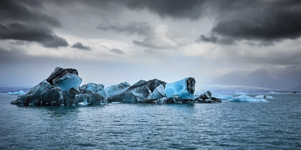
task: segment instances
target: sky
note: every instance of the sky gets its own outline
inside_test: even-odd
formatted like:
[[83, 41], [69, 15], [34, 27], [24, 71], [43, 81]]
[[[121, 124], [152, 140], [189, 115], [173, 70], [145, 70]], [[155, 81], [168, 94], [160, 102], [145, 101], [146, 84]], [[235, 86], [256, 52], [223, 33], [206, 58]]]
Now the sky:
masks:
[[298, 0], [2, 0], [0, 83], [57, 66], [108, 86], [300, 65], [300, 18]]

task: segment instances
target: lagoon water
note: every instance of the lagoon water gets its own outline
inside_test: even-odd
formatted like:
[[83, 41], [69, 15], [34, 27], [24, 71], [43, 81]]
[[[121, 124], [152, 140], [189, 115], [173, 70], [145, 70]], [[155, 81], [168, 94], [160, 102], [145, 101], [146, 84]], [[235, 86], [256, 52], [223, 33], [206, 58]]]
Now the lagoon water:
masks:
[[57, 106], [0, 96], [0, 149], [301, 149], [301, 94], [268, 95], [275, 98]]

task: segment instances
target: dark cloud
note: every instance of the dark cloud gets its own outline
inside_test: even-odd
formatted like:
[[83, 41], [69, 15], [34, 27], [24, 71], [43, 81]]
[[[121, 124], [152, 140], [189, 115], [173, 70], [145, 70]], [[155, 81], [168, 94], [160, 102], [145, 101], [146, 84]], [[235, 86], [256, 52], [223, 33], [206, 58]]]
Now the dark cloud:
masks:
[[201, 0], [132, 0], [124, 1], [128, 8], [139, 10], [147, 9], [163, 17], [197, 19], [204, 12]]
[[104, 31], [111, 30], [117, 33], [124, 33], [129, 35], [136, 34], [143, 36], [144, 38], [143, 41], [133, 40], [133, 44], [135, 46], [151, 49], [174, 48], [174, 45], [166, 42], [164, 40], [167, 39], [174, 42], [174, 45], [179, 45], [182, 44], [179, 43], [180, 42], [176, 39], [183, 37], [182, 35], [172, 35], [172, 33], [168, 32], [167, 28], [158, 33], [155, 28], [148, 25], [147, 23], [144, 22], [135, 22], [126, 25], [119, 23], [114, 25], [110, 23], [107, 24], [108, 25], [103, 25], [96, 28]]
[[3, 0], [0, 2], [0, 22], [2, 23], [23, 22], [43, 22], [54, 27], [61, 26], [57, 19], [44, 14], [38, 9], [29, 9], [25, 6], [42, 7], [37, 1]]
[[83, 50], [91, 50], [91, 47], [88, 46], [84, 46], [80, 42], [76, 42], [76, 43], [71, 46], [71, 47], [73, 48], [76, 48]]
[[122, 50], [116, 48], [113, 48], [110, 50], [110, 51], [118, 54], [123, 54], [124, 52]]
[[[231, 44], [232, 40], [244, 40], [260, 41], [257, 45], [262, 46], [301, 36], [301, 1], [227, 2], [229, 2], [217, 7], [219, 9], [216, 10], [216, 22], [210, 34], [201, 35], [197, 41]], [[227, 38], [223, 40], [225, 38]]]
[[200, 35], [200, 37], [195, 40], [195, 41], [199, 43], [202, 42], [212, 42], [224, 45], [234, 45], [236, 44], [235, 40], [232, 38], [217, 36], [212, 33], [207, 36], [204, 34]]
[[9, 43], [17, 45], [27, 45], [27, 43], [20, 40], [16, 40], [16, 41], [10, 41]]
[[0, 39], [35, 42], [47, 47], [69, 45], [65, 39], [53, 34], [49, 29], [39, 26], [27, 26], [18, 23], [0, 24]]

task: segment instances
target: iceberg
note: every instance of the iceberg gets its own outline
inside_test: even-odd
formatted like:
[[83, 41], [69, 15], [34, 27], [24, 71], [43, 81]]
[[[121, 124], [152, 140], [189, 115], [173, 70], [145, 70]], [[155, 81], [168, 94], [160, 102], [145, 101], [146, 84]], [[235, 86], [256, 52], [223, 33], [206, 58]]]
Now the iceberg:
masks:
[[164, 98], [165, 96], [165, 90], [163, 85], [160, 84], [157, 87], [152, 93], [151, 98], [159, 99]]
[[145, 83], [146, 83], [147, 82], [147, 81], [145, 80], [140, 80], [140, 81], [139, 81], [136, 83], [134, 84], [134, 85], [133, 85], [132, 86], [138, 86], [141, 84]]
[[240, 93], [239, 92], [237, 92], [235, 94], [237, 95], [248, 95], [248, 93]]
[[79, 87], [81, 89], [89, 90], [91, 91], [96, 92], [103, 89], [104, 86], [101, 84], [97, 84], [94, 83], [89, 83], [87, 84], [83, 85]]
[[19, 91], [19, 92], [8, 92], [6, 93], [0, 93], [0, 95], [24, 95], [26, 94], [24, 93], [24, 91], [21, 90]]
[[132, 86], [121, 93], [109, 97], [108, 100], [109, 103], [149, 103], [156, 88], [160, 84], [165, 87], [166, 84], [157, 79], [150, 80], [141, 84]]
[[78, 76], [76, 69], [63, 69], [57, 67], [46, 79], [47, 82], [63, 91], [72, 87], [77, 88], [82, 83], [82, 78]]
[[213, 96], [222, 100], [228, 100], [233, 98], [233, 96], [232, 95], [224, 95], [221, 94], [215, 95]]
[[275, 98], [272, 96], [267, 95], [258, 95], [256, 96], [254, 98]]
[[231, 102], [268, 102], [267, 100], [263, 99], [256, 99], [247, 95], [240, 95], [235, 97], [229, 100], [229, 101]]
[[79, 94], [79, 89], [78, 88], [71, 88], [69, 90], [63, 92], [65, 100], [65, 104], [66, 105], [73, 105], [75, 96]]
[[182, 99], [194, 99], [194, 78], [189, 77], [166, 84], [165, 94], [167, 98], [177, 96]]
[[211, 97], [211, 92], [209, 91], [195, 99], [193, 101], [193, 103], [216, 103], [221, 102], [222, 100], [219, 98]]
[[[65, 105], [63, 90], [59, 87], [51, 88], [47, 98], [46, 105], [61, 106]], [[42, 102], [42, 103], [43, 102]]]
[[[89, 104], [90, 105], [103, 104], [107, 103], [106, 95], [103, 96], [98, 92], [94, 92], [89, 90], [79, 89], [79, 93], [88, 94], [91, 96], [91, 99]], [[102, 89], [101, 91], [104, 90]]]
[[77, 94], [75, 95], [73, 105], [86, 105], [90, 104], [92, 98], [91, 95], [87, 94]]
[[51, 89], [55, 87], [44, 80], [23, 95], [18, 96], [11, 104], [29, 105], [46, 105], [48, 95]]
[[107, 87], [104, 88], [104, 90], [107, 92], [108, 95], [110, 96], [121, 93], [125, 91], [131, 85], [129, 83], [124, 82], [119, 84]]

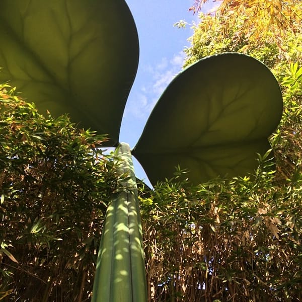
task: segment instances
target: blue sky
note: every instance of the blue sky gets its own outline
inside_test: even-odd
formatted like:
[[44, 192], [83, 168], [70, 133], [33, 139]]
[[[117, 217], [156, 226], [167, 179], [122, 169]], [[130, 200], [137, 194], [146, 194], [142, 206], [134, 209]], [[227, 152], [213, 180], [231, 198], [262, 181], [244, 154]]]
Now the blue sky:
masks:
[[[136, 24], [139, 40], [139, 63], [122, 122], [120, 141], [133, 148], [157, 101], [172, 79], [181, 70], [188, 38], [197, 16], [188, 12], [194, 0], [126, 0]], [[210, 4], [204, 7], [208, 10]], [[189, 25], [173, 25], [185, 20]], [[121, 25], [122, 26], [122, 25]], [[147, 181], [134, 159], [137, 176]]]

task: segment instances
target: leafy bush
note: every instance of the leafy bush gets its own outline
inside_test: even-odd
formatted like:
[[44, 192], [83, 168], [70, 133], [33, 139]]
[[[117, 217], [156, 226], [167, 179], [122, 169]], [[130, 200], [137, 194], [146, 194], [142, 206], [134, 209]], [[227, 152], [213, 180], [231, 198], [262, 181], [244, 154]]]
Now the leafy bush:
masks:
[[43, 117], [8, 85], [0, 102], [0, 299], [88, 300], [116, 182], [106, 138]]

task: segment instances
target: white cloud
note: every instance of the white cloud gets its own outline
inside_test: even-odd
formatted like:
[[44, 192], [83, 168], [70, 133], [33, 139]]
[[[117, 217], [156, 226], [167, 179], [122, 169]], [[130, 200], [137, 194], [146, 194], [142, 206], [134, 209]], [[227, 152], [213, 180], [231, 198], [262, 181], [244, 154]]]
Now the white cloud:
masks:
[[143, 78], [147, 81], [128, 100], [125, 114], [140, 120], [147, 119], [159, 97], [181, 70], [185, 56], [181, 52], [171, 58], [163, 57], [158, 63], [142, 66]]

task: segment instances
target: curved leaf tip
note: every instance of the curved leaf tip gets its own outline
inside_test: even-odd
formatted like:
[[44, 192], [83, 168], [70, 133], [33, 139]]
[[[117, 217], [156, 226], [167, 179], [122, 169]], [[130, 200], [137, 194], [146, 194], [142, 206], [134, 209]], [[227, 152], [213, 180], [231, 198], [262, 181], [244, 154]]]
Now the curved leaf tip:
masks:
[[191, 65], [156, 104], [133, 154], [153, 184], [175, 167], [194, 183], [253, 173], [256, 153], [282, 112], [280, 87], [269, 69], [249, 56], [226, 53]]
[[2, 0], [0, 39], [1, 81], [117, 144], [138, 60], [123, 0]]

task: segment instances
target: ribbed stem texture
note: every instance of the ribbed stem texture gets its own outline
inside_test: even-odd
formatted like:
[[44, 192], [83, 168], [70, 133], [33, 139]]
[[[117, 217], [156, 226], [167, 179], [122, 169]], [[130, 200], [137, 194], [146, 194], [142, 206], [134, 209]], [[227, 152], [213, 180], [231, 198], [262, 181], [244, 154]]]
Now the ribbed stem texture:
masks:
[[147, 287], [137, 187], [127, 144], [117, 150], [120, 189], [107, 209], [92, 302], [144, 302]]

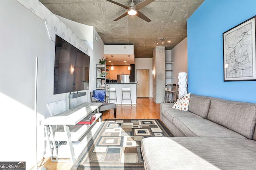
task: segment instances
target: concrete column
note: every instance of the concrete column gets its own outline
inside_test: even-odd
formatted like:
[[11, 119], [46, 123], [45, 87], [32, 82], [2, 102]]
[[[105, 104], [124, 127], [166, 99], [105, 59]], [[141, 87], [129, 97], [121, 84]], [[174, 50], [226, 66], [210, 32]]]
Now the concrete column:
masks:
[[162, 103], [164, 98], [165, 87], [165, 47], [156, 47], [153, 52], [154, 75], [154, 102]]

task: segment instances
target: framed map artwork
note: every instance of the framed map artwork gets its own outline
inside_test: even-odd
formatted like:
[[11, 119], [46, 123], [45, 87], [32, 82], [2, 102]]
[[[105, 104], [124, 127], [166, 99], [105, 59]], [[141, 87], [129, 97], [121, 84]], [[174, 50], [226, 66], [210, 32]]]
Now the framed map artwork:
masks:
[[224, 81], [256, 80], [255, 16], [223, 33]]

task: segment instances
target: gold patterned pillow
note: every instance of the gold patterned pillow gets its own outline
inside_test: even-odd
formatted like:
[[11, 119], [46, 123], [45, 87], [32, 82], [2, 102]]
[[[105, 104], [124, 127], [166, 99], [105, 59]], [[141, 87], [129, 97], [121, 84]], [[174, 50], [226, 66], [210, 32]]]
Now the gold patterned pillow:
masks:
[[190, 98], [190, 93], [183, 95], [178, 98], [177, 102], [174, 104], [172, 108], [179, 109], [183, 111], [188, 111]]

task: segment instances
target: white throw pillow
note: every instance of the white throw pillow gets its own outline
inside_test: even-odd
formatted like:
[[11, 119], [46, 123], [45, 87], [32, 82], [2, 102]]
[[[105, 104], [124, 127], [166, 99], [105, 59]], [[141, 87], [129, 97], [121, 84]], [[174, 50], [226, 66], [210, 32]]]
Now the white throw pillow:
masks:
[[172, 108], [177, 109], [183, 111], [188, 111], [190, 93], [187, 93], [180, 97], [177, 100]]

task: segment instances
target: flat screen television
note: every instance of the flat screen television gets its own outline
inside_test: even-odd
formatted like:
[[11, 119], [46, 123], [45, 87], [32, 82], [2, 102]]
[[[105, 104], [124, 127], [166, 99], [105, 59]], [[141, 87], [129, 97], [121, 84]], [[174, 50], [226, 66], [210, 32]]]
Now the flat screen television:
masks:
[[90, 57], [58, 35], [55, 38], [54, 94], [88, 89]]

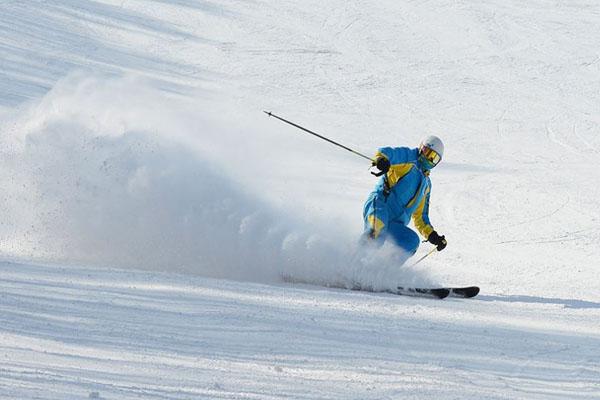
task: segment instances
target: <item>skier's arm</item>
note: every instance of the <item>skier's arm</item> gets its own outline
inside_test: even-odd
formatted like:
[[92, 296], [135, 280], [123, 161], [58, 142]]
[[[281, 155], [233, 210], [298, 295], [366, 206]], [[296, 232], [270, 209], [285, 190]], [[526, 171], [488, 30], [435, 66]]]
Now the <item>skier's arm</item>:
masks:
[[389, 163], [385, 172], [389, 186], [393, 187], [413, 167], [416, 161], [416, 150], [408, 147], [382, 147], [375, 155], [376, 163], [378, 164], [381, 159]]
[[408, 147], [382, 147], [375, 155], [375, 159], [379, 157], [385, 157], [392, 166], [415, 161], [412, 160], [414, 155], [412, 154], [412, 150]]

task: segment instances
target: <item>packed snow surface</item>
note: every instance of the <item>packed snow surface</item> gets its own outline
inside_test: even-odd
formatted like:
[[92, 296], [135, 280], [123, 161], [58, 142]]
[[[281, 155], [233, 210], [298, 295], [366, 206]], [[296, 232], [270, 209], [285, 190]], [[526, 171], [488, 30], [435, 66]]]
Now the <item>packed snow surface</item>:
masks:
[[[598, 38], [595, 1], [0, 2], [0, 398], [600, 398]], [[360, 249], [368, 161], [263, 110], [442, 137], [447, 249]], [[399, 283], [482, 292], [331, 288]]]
====
WHAT IS ASKED
How many lines of the material above contain the string "packed"? Reply with the number alone.

EXERCISE ANSWER
3